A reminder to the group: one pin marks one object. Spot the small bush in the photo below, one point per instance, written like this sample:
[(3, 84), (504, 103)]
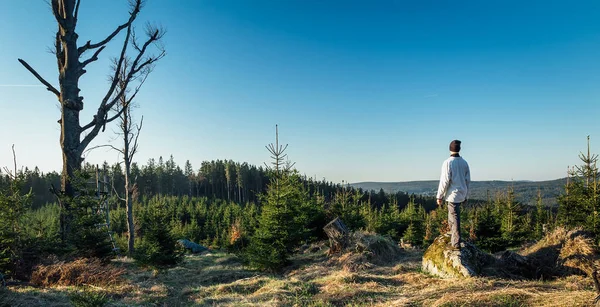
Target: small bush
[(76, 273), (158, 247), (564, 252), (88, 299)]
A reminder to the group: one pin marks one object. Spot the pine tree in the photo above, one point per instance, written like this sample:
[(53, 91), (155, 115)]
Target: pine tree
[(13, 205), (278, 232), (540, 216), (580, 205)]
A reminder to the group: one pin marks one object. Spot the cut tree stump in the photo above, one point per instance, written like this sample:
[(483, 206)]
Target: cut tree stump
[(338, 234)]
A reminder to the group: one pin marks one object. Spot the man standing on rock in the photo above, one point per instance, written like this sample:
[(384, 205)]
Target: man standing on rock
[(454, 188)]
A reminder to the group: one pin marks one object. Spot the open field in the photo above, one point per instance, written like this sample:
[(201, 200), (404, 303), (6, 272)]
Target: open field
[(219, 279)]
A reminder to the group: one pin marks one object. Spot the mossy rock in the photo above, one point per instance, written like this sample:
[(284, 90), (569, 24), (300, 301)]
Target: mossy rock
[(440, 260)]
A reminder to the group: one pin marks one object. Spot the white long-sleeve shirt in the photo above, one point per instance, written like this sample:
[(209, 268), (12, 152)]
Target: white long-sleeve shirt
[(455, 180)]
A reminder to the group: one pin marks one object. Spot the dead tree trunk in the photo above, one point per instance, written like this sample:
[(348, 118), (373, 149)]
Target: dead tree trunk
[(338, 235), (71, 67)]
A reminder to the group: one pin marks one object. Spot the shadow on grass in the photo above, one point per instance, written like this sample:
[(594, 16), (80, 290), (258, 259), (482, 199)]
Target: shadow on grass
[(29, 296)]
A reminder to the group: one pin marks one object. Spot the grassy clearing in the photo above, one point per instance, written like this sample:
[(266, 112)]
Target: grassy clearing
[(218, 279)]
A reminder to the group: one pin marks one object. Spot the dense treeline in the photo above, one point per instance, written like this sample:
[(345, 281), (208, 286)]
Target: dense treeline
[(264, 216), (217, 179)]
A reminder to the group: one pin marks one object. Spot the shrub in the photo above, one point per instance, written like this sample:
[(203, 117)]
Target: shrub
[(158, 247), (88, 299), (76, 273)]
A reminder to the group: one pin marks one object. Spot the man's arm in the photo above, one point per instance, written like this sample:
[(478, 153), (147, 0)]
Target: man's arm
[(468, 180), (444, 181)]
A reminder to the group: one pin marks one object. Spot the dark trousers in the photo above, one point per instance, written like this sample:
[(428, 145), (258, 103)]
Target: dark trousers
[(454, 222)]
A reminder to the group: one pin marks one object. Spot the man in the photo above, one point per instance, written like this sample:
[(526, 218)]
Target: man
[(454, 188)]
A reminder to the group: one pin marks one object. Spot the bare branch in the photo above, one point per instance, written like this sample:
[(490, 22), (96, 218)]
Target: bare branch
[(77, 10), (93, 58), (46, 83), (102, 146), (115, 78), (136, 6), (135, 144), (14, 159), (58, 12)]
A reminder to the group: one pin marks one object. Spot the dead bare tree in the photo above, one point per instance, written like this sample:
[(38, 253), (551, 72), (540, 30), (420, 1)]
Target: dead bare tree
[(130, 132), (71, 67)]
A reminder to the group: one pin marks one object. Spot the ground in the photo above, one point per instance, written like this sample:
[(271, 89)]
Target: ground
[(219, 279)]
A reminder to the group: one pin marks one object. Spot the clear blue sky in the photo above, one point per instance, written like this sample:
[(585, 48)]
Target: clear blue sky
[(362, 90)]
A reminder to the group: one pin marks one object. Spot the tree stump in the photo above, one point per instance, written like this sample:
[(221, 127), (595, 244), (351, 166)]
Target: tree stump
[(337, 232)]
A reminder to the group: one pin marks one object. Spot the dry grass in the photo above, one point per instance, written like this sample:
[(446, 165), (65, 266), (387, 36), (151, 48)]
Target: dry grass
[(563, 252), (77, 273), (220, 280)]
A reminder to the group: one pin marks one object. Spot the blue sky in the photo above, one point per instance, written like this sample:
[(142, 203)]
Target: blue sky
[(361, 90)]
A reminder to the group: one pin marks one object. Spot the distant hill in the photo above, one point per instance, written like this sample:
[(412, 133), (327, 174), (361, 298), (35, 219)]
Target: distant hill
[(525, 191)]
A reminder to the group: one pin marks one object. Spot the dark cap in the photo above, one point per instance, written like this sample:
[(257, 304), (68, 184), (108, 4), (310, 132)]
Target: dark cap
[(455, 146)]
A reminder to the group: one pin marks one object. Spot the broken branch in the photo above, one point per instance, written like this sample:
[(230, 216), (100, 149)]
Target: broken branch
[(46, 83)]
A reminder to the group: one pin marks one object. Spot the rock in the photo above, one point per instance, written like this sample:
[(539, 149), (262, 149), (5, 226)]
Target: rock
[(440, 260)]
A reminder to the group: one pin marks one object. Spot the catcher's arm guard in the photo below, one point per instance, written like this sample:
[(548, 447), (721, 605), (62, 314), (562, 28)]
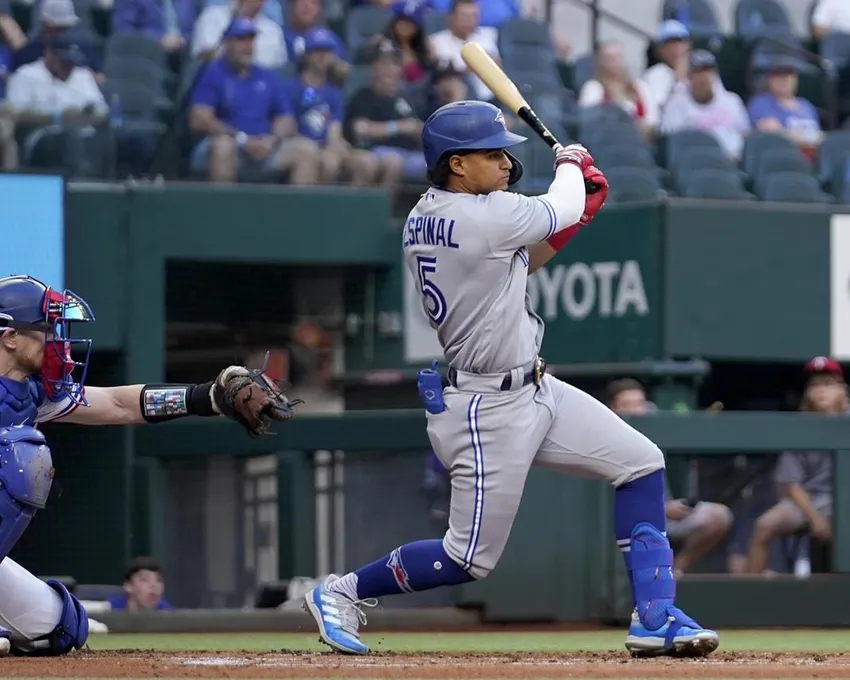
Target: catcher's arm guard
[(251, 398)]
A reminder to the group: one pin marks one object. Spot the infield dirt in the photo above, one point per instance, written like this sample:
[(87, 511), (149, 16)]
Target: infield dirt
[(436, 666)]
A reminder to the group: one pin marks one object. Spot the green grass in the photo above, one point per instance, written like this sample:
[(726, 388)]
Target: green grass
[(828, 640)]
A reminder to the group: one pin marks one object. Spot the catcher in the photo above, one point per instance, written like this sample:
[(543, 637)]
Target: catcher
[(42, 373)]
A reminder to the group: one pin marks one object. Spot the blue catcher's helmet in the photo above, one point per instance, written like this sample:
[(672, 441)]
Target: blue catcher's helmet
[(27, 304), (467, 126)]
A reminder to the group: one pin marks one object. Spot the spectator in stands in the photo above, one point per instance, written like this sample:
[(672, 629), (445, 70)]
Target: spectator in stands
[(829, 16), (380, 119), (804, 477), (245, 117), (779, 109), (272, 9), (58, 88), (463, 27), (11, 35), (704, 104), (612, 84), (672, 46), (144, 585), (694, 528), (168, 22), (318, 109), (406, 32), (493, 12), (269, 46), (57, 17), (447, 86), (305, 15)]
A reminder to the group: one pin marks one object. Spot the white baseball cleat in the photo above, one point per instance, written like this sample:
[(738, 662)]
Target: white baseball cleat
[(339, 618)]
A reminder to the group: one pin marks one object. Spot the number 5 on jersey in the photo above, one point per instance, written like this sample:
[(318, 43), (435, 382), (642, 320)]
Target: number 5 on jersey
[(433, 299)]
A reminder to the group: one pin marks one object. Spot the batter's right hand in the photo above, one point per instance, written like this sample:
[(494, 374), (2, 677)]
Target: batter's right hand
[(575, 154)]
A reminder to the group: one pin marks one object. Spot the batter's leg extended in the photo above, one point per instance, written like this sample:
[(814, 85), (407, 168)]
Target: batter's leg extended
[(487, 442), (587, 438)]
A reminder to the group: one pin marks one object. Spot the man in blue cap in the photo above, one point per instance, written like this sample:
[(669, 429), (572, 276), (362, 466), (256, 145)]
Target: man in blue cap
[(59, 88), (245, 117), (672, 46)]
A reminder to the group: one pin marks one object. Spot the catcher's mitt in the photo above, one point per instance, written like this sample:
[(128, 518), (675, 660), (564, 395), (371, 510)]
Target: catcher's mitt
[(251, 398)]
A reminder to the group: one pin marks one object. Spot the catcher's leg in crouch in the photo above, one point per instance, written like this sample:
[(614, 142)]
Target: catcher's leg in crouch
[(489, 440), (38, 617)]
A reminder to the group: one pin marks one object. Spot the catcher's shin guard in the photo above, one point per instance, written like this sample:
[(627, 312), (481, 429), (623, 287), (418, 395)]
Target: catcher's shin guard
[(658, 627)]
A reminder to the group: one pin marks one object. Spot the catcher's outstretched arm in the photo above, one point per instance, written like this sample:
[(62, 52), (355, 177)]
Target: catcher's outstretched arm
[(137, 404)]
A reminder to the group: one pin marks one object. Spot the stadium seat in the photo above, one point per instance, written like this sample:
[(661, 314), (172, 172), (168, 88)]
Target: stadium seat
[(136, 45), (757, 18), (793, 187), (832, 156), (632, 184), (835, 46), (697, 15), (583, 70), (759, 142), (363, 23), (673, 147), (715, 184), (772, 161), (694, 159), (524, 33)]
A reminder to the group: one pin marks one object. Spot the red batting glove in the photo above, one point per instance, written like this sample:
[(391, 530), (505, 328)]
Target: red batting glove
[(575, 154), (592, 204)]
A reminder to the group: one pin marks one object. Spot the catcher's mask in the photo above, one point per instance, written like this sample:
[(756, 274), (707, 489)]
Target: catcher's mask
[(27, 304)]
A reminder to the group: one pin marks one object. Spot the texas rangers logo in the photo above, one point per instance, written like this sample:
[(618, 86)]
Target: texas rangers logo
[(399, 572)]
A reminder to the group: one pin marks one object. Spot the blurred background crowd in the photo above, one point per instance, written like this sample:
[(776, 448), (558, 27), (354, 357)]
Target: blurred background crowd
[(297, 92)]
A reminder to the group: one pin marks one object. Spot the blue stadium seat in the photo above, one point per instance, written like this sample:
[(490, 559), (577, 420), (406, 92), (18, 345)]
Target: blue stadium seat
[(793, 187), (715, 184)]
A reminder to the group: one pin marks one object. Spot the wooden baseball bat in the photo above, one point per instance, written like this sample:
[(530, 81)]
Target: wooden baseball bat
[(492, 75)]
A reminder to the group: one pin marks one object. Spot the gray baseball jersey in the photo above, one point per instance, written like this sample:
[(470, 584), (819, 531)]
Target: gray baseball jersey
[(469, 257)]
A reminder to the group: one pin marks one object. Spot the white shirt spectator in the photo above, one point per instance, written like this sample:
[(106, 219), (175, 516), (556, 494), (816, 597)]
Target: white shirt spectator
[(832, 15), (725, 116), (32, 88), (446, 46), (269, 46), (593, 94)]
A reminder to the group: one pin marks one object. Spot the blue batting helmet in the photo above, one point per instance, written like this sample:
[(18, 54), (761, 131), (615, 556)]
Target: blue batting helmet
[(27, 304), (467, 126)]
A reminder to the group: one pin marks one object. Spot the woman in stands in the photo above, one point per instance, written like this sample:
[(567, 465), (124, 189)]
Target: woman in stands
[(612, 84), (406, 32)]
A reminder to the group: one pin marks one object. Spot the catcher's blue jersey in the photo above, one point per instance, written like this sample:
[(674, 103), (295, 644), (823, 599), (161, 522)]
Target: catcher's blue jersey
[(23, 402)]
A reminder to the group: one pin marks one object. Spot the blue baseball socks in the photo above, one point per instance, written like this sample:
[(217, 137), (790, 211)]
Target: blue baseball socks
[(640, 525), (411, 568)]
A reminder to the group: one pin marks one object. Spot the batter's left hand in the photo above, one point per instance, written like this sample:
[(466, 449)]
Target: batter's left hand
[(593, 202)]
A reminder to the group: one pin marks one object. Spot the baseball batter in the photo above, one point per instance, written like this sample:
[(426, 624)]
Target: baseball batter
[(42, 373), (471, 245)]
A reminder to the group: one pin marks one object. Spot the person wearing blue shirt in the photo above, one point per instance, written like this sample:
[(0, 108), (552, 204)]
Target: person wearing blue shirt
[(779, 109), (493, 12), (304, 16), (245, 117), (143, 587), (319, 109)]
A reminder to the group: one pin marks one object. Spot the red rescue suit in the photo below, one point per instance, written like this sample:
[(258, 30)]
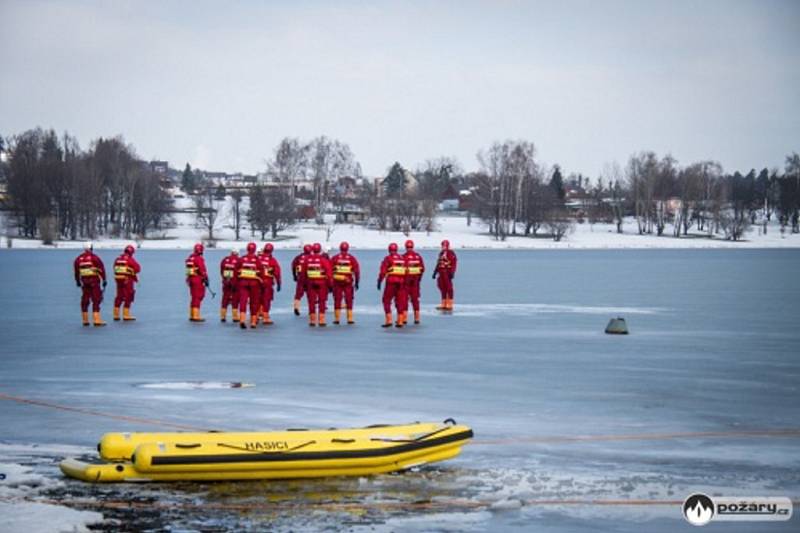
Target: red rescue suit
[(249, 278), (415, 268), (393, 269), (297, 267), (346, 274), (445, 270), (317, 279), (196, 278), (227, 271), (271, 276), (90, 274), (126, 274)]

WHAT YOU SHOULD DO: Edit the lines from the one containing "Spot the stadium" through the one containing "159), (524, 33)]", inclusive, changing "stadium seat" to "grandstand seat" and leaving everything else unchanged.

EXPECTED ANSWER:
A reminder to the group: one pin marks one object. Spot the grandstand seat in the photo above, one point per instance, written like this sample:
[(661, 314), (172, 172), (168, 88)]
Target: grandstand seat
[(136, 45), (757, 18), (793, 187), (832, 156), (632, 184), (835, 46), (697, 15), (583, 70), (759, 142), (363, 23), (673, 147), (715, 184), (772, 161), (694, 159), (524, 33)]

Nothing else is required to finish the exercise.